• _ARTIGO_
# # # #
Este texto começa com a citação do início do texto sobre o qual recai a sua análise, e que, também ele, começa com uma citação. Não estranhamos que o autor do texto sobre a exposição tenha escolhido esta forma de o iniciar, já que fazê-lo convoca para o seu a autoridade do texto citado, o que é especialmente proveitoso no caso de se tratar de uma autoridade consagrada.

Contrariemos porém, a citação citada, procurando interpretar o seu significado no texto, e concluiremos que, ao se iniciar com ela, o texto sobre a exposição revela desde logo a sua pretensão a escusar-se à interpretação do significado da exposição e das obras que a compõem, conclusão que se confirma quando, mais à frente, o autor escreve que «no jogo de transferências que resulta da relação entre camadas de representação do real, de que as presentes obras participam, o texto que sobre elas se debruce não deve colocar-se como árbitro, mas também ele como jogador (...) deverei então ater-me à mera aparência, à superfície? E não será o usar-me da expressão "mera", prova já da contaminação do meu pensamento por um preconceito? Não residirá no campo da aparência tudo o que há a dizer? "Tudo o que há a dizer", tanto no sentido de (im)possibilidade como de necessidade, ou seja, "tudo o que há a dizer", porque nada mais posso dizer sobre a obra e, "tudo o que há a dizer", porque nada mais preciso dizer sobre a obra».
# # # #
• _EXERCÍCIO CURTO_
Responda com base no artigo sobre o texto da exposição:
(a) Com o que começa o texto sobre a exposição?
(b) O que se ganha ao começar um texto com uma citação?
(c) Para o autor do texto sobre a exposição, o texto que trata das obras não deve colocar-se como quê, e sim como quê?
O material que vem a seguir não conta para nada aqui.

Entradas de dados extraídos:
# # # #
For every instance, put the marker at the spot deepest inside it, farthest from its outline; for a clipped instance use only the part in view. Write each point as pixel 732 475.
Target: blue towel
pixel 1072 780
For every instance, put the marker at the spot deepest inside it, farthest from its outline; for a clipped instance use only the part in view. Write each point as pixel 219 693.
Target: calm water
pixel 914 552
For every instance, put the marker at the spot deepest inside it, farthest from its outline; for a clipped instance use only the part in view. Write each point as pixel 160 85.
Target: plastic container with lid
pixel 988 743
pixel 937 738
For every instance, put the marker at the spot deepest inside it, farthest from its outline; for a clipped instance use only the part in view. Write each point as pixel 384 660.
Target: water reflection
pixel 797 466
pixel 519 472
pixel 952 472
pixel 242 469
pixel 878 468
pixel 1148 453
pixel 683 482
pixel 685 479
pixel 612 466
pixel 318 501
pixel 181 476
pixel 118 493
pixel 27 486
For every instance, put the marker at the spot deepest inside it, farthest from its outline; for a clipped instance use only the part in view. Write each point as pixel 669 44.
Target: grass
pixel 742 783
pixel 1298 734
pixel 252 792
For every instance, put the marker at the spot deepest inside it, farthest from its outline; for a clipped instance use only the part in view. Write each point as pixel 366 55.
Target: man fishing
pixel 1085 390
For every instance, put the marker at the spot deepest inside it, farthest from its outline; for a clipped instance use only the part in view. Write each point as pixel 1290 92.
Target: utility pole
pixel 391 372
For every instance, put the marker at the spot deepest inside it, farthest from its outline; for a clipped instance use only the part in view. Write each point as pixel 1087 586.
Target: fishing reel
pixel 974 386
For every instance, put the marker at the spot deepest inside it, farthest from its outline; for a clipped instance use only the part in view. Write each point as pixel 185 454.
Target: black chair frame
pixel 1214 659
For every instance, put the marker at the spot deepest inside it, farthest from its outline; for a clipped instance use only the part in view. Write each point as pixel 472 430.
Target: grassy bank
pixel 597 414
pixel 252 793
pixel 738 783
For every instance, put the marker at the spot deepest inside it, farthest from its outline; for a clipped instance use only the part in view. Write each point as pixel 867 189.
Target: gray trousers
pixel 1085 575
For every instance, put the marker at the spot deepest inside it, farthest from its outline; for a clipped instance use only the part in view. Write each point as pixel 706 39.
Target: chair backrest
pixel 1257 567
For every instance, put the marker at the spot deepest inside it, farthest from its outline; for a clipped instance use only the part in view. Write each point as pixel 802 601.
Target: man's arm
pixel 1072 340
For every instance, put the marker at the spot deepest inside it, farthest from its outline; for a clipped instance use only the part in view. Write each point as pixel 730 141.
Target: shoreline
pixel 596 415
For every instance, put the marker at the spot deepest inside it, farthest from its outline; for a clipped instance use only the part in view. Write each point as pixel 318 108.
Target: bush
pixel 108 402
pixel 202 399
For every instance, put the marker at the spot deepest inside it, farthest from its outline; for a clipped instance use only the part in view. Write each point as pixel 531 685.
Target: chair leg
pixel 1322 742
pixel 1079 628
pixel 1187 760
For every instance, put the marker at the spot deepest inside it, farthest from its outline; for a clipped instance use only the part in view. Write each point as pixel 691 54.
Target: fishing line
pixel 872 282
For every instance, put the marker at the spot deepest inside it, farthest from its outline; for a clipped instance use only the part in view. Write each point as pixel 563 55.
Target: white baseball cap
# # # #
• _RESULTADO DO EXERCÍCIO_
(a) Começa com uma citação.
(b) Traz para o texto a autoridade do texto citado, o que é especialmente proveitoso quando se trata de uma autoridade consagrada.
(c) Não deve colocar-se como árbitro, mas também como jogador.